* **EXTRACTED INFORMATION**
============

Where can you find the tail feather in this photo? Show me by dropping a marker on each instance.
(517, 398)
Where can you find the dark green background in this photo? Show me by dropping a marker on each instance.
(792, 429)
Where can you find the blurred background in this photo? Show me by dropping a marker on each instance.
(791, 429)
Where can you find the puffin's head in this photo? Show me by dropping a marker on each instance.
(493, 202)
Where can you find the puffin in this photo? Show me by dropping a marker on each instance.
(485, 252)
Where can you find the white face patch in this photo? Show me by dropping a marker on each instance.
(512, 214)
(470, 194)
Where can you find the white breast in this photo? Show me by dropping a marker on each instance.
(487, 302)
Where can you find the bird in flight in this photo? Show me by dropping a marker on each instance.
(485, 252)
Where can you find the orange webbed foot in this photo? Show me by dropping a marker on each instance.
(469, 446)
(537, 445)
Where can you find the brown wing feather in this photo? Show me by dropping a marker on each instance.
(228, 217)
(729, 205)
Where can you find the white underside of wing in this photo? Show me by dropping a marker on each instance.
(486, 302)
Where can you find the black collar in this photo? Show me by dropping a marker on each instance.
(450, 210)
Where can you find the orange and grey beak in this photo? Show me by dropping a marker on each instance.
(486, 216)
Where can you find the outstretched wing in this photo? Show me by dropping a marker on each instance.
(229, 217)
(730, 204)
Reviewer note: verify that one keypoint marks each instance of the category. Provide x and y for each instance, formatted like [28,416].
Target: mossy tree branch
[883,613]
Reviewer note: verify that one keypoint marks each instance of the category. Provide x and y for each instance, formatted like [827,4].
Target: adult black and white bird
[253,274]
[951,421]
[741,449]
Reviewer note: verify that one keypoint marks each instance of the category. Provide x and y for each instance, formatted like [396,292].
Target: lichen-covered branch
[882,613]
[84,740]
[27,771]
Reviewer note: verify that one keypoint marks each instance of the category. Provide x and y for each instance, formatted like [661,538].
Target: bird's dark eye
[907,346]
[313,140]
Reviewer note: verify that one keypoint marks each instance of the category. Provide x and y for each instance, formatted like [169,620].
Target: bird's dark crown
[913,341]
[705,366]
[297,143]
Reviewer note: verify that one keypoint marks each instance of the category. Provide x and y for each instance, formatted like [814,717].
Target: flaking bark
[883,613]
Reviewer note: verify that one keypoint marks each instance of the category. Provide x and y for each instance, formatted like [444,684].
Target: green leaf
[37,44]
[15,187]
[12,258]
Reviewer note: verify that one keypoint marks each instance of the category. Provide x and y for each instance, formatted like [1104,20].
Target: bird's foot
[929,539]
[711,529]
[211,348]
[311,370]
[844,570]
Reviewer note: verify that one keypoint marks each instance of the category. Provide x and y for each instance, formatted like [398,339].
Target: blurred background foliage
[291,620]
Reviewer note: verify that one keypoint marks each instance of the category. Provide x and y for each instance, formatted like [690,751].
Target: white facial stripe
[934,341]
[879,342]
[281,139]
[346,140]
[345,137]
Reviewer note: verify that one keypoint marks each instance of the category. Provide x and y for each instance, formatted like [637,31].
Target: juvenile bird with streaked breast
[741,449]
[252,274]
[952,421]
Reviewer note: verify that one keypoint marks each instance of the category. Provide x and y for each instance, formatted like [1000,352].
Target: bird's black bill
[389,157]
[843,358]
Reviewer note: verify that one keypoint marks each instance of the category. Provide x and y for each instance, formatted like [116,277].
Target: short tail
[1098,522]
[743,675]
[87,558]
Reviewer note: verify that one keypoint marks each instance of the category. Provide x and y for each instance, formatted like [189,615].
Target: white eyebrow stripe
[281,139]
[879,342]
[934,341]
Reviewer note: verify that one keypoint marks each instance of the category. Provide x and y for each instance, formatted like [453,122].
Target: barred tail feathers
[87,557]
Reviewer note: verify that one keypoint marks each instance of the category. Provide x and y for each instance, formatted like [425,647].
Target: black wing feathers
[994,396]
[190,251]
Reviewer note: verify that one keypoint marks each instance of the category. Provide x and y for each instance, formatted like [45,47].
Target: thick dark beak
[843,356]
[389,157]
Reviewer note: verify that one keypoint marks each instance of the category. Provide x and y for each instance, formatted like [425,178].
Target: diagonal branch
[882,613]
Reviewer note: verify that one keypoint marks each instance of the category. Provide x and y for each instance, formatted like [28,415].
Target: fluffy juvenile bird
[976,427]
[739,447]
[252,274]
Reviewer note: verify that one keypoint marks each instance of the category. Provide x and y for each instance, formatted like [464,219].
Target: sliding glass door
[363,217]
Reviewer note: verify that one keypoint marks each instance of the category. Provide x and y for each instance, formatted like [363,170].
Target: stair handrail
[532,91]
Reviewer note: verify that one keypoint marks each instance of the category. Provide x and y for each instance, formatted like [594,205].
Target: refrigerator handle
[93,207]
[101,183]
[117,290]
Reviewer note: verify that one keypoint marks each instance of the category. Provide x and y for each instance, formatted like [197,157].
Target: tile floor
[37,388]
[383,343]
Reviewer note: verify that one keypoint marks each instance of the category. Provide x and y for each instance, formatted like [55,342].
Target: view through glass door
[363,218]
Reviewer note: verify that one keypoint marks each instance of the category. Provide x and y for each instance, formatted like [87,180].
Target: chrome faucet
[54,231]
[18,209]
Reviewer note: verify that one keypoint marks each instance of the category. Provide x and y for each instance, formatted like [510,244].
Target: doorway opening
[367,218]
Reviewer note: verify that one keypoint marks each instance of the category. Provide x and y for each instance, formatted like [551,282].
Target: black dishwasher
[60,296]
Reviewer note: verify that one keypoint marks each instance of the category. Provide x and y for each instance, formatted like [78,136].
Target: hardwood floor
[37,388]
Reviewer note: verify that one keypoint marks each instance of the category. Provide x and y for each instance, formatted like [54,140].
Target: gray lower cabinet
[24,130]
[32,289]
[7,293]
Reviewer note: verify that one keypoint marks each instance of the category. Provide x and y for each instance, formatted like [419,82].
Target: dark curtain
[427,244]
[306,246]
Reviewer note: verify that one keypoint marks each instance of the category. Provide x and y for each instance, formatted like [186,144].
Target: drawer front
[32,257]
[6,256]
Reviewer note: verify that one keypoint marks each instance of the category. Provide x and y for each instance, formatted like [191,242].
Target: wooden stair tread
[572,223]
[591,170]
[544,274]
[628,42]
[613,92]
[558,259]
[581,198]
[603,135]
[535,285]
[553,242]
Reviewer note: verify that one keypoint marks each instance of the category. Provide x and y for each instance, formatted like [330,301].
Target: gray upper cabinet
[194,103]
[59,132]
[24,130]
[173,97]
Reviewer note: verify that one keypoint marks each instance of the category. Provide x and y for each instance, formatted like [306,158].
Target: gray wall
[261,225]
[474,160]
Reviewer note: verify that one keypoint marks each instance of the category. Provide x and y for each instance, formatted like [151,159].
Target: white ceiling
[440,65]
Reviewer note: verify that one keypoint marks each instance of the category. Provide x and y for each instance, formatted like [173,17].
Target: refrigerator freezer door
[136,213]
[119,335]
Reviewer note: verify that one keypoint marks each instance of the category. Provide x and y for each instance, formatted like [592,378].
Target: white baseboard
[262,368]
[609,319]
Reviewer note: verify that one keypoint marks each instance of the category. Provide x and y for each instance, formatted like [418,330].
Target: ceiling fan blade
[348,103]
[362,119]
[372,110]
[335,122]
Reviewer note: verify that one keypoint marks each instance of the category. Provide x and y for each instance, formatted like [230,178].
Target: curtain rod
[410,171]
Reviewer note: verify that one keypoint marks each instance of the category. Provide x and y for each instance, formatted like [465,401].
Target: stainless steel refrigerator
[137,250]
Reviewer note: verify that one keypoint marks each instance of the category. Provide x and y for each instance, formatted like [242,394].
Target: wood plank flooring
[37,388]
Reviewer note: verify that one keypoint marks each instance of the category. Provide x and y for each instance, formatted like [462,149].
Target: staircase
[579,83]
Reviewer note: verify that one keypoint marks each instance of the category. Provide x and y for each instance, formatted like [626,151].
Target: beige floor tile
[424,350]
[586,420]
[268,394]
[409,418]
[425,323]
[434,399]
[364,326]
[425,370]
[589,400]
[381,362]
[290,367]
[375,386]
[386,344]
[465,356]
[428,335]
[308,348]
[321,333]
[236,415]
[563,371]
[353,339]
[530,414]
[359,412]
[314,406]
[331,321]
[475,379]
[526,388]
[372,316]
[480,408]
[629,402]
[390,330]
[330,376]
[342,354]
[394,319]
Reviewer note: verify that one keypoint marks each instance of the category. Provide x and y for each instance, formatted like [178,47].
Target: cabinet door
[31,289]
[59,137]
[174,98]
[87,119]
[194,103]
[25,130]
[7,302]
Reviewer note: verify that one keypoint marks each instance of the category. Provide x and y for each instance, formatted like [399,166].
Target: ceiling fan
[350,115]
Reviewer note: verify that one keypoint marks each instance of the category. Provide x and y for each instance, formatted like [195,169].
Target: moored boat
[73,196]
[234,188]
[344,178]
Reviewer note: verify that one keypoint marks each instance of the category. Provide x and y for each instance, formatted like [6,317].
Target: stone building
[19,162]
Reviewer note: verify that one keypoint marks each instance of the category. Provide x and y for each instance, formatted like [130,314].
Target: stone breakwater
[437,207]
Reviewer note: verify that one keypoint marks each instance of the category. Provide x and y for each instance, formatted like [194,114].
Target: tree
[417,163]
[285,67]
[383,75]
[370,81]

============

Since only part of the listing is wanted, copy exactly the lines from the one holding "formatted like [425,647]." to the one holding "formatted like [78,136].", both included.

Reviewer note: verify that one keypoint marks each instance of the category. Provide x and y for each instance, formatted like [425,647].
Target: black wing feathers
[994,396]
[190,251]
Reviewer note: verify that one keypoint marks each instance of the category. Provide x and y for each instance, formatted like [45,47].
Target: thick dark beak
[843,356]
[389,157]
Reviewer note: verify that one keypoint marks each instance of the category. Provide x and y for each instance, formatted like [425,178].
Target: diagonal branch
[882,613]
Reviewer note: verify that one keypoint marks each instance of the category. Provide x and y for each instance, formatted like [28,415].
Target: fluffy juvenile bird
[976,427]
[739,447]
[252,274]
Reviewer note: verify that one keypoint marks each instance of the category. Provide x and y for each instance, formatted like [464,219].
Target: sliding glass door
[363,217]
Reviewer note: verify that one keypoint marks each instance of the category. Provide x and y for each instance, formatted like [363,170].
Target: stair handrail
[532,91]
Reviewer note: verify that one keypoint marks each instance of the category. Provide x and y for each instance, formatted like [594,205].
Target: refrigerator handle
[93,207]
[101,183]
[117,290]
Reviewer note: verify that one keypoint marks each instance of the category. Provide x and y for each instance, formatted like [197,157].
Target: tile floor
[37,388]
[383,343]
Reviewer note: verify that one keypoint marks each instance of the category. Provide x and y for each instance, formatted like [55,342].
Target: view through glass door
[363,218]
Reviewer note: verify that one keypoint marks each instance of the category. Provide x and y for each instance, formatted like [87,180].
Target: chrome faucet
[54,231]
[18,209]
Reviewer note: verify that one keypoint marks each instance of the category. Provide x and y for each instance, formatted like [510,244].
Target: doorway opening
[367,218]
Reviewer note: verify that one keypoint marks each instance of the category. Provide x and y for each instance, formatted like [551,282].
Target: black dishwasher
[60,296]
Reviewer note: verify that one keypoint marks each instance of the category. Provide x and y for each instance, formatted like [78,136].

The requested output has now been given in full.